_Problem details_
All of the data below should come back exactly as written, minus its images.
================================
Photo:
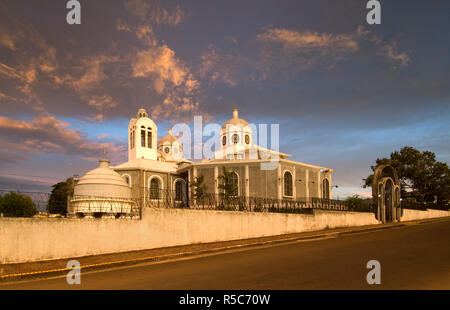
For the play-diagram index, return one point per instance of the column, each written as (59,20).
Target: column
(307,183)
(279,181)
(216,180)
(247,182)
(194,178)
(294,184)
(319,192)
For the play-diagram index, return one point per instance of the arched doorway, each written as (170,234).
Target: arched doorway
(388,200)
(386,194)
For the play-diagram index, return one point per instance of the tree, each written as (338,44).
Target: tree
(419,173)
(199,188)
(57,203)
(17,205)
(227,186)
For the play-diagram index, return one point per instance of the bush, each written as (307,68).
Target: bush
(17,205)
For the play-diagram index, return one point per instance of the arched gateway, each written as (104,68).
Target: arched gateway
(386,194)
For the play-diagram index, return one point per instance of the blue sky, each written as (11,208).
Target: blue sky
(344,92)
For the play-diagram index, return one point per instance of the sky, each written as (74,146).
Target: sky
(343,92)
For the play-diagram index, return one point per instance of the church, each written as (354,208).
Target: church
(156,173)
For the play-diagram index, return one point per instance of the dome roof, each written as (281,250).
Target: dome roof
(104,182)
(169,138)
(142,113)
(235,121)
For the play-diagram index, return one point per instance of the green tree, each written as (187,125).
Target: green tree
(199,188)
(227,185)
(419,172)
(57,203)
(17,205)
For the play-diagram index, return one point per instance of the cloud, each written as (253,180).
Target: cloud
(297,39)
(220,68)
(390,53)
(90,73)
(46,134)
(160,62)
(287,51)
(155,12)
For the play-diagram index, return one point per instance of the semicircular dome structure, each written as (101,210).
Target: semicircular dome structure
(235,121)
(103,182)
(169,138)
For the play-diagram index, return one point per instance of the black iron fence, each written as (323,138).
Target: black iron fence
(125,207)
(424,205)
(172,199)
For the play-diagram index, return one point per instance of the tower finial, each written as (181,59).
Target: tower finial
(235,113)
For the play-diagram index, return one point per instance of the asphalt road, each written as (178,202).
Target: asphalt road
(415,256)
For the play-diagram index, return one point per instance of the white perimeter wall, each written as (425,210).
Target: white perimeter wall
(30,239)
(409,215)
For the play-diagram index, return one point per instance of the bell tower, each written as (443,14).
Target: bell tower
(142,137)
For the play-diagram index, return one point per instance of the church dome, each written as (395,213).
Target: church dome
(235,121)
(104,182)
(169,138)
(142,113)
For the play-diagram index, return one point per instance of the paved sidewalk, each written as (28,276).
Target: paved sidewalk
(9,272)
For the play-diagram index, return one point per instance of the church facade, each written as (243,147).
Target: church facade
(155,166)
(156,171)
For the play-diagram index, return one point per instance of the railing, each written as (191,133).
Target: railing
(405,204)
(104,207)
(39,198)
(170,199)
(125,207)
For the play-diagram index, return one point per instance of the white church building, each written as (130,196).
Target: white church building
(156,173)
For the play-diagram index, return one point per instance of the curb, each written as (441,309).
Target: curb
(129,262)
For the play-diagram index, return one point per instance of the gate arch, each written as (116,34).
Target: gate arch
(386,194)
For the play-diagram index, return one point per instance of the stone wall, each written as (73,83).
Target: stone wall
(410,215)
(33,239)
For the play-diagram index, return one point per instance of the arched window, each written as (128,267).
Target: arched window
(149,138)
(179,190)
(235,138)
(235,182)
(143,136)
(247,139)
(288,184)
(325,189)
(127,179)
(155,188)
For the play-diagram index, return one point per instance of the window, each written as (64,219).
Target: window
(127,179)
(132,139)
(143,137)
(326,189)
(179,190)
(235,138)
(155,188)
(235,182)
(288,184)
(149,138)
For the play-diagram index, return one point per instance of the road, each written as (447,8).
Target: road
(415,256)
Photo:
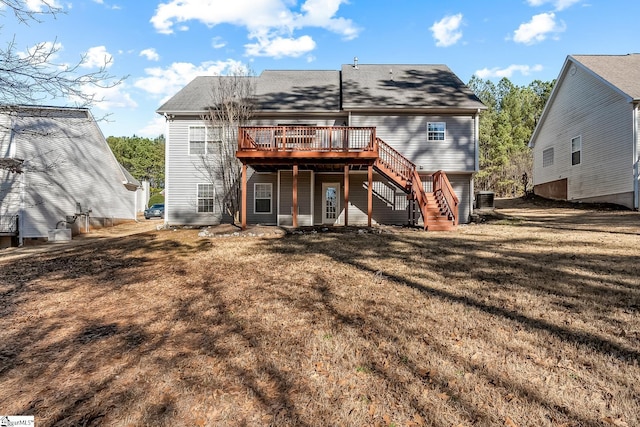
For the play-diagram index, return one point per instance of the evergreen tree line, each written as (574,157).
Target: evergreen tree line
(142,157)
(506,126)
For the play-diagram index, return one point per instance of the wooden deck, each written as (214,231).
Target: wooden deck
(278,145)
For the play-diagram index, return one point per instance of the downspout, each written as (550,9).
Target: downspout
(167,162)
(477,139)
(636,173)
(22,208)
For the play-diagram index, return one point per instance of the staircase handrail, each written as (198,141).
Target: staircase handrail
(442,185)
(394,160)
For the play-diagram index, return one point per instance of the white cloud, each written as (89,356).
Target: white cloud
(97,57)
(150,54)
(109,98)
(525,70)
(165,82)
(538,29)
(218,43)
(447,30)
(558,4)
(272,23)
(153,128)
(279,47)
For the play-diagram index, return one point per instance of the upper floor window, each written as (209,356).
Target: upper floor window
(436,131)
(206,198)
(547,157)
(201,139)
(576,150)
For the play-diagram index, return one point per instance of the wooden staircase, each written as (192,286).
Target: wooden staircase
(439,209)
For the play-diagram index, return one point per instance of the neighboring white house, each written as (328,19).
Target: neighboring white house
(68,178)
(366,143)
(586,144)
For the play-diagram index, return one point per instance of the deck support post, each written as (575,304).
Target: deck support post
(244,197)
(369,194)
(346,195)
(295,195)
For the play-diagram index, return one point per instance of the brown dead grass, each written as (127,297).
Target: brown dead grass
(531,319)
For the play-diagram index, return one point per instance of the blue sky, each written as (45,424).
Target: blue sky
(162,45)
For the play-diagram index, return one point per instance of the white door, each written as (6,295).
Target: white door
(330,202)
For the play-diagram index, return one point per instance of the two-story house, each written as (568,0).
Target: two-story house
(586,146)
(388,144)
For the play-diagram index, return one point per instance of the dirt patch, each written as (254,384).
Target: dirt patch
(529,319)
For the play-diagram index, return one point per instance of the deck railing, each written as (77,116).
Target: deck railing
(307,138)
(395,161)
(9,224)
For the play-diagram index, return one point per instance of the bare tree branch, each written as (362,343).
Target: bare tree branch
(35,77)
(232,105)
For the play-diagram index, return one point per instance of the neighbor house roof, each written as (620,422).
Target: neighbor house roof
(405,86)
(370,87)
(86,131)
(621,71)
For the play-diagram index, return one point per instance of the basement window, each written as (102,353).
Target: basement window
(547,157)
(436,131)
(576,150)
(262,193)
(206,196)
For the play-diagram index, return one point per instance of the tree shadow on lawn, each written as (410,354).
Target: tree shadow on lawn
(59,352)
(589,286)
(239,340)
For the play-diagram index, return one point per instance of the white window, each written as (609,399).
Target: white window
(206,197)
(436,131)
(262,196)
(547,157)
(201,139)
(576,150)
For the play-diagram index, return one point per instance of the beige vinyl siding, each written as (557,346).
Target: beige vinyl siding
(5,136)
(184,173)
(408,135)
(585,106)
(10,183)
(262,218)
(314,121)
(70,163)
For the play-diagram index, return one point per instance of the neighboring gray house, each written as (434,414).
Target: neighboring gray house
(393,143)
(66,169)
(586,144)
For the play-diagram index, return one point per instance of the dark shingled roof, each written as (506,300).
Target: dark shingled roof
(299,90)
(404,86)
(622,71)
(371,87)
================================
_Exercise result_
Photo:
For the play-diagram index, return one point per instance of the column, each written as (59,20).
Target: column
(307,183)
(279,181)
(216,180)
(247,182)
(194,178)
(294,184)
(319,192)
For the play-diagram index, return one point per instance of the arched doorway, each written as (170,234).
Target: arched doorway
(388,200)
(386,194)
For the play-diagram index, return one point per instance of the tree, each written as (338,44).
Target: tree
(419,173)
(199,188)
(57,203)
(17,205)
(227,186)
For the play-diagram index, return one point per instance of the bush, each written as (307,68).
Target: bush
(17,205)
For the play-diagram index, return one point per instance of the arched gateway, each written as (104,68).
Target: arched gateway
(386,194)
For the play-diagram index, return one point per instance of the blue sky, each written as (11,208).
Target: blue sky
(344,92)
For the play-diagram index, return one point per instance of the sky, each written as (74,146).
Target: sky
(343,92)
For the play-diagram index, return one point per instance of the church, each written as (354,208).
Target: church
(156,173)
For the play-diagram index, return one point per instance of the dome roof, each written as (281,250).
Target: dome roof
(104,182)
(169,138)
(142,113)
(235,121)
For the play-diagram index, return one point per instance of the green tree, each written as (187,125).
Target: green tree
(199,188)
(227,185)
(419,172)
(57,203)
(17,205)
For the play-diagram index, return one point per instance of the cloud, each written as (253,180).
Target: cloud
(297,39)
(220,68)
(390,53)
(90,73)
(46,134)
(160,62)
(287,51)
(155,12)
For the play-diagram index, return one point per instance of the semicircular dome structure, each written as (101,210).
Target: semicircular dome structure
(235,121)
(103,182)
(169,138)
For the play-diagram index, return one point per instance of the black iron fence, each written as (323,138).
Target: black iron fence
(125,207)
(424,205)
(172,199)
For the play-diagram index, return one point per instance of the tower finial, each written as (181,59).
Target: tower finial
(235,113)
For the play-diagram index, return one point per instance of the asphalt road, each written as (178,202).
Target: asphalt road
(415,256)
For the play-diagram index, return one point per instance of the white perimeter wall, each written as (425,210).
Target: white perimeter wall
(30,239)
(409,215)
For the play-diagram index, return one point per instance of the bell tower, each written as (443,14).
Target: bell tower
(142,137)
For the play-diagram index, return one point per instance of the church dome, each written as (395,213).
Target: church dome
(235,121)
(104,182)
(169,138)
(142,113)
For the play-diagram index, return one point per instance of the paved sidewalk, each written as (28,276).
Target: paved sidewalk
(9,272)
For the play-diagram index, return one point per instance of the church facade, each written as (243,147).
Target: church facade
(155,166)
(156,171)
For the play-diagram index, return one point per instance of the railing, each written as (191,133).
Target: railing
(405,204)
(104,207)
(39,198)
(170,199)
(125,207)
For the play-diagram index, return one point per instance of the white church building, each written as (130,196).
Target: white church building
(156,173)
For the play-diagram index, return one point per instance of the curb, each written as (441,309).
Target: curb
(129,262)
For the play-diagram index, return one point per instance of the gate arch, each written as (116,34).
Target: gate arch
(386,194)
For the play-diagram index, return one point per instance of the stone wall, each written as (73,83).
Target: stone wall
(410,215)
(33,239)
For the play-diagram index, return one point per instance of the arched window, each written as (128,267).
Target: arched window
(149,138)
(179,190)
(235,138)
(235,182)
(143,136)
(247,139)
(288,184)
(325,189)
(127,179)
(155,188)
For the play-diagram index, return one point per instance of the window, each written as (64,219).
Target: window
(127,179)
(132,139)
(143,137)
(326,189)
(179,190)
(235,138)
(155,188)
(235,182)
(288,184)
(149,138)
For the play-diagram index, return one point per instance of the road, each written as (447,8).
Target: road
(415,256)
Photo:
For the play-diagram index, return one point per instance of the evergreen tree line, each written as (574,157).
Target: evergreen tree line
(142,157)
(506,126)
For the play-diagram index, return one point per instance of the wooden deck, each written as (214,231).
Target: wooden deck
(278,145)
For the play-diagram index, return one point per instance of the downspout, each written as (550,9).
Target: downspout
(167,162)
(477,139)
(636,173)
(22,208)
For the play-diagram index, return one point per instance of the staircase handrail, each written as (198,141).
Target: staircase handrail
(442,185)
(394,160)
For the play-diagram index, return one point per instance of the white cloud, each written as (89,356).
Target: white cloud
(97,57)
(150,54)
(109,98)
(525,70)
(165,82)
(538,29)
(218,43)
(447,30)
(558,4)
(272,23)
(153,128)
(279,47)
For the play-diagram index, return one point per instance of the upper floor window, each written as (209,356).
Target: upper floor window
(436,131)
(206,198)
(547,157)
(201,139)
(576,150)
For the play-diagram index, return one point per instance of the wooden staircase, each written as (192,286).
Target: wooden staircase
(439,209)
For the play-diagram index, return one point per instance of the neighboring white house, each written as (328,19).
Target: neighboring white house
(68,178)
(366,143)
(586,144)
For the play-diagram index, return one point per instance of the deck support post, each written as (575,304).
Target: deck support post
(244,197)
(369,194)
(346,195)
(295,195)
For the play-diagram index, return one point per instance of the brown dead grass, each written as (127,297).
Target: brown dead grass
(531,319)
For the play-diagram index, return one point per instance of the blue sky, each written as (45,424).
Target: blue sky
(162,45)
For the play-diagram index, return one point per instance of the white door, each written as (6,295).
Target: white door
(330,202)
For the play-diagram index, return one point per instance of the two-story house, each written as (568,0).
Target: two-story house
(586,146)
(388,144)
For the play-diagram index, return one point per instance of the dirt patch, each written as (254,384).
Target: dirt patch
(529,319)
For the play-diagram index, return one point per instance of the deck railing, each written as (77,116).
Target: deck railing
(307,138)
(395,161)
(9,224)
For the play-diagram index, return one point per instance of the bare tree branch, each written as (362,343).
Target: bare tree branch
(35,77)
(232,105)
For the play-diagram index, return one point per instance of the neighbor house roof, each written as (620,422).
Target: neighbor house roof
(405,86)
(370,87)
(86,131)
(621,71)
For the play-diagram index, return one point per instance of the basement window, each written as (102,353).
Target: basement window
(547,157)
(436,131)
(576,150)
(262,193)
(206,196)
For the play-diagram index, return one point per instance of the tree shadow on lawn, each written as (410,354).
Target: tree shadow on lawn
(59,352)
(589,286)
(239,340)
For the play-diagram index, return one point per instance of the white window, each written as (609,399).
Target: white window
(206,197)
(436,131)
(262,196)
(547,157)
(201,139)
(576,150)
For the play-diagram index, return one point per instance of the beige vinyl siding, each written as (557,346).
Target: beige vinyl siding
(5,136)
(184,173)
(408,135)
(585,106)
(10,183)
(262,218)
(314,121)
(70,163)
For the play-diagram index, return one point per instance of the neighboring gray house, each written as (434,414).
Target: neighboring gray house
(393,143)
(66,169)
(586,144)
For the play-diagram index, return one point per instance of the dark shingled roof, each written as (506,300).
Target: dark shingled roof
(299,90)
(404,86)
(622,71)
(371,87)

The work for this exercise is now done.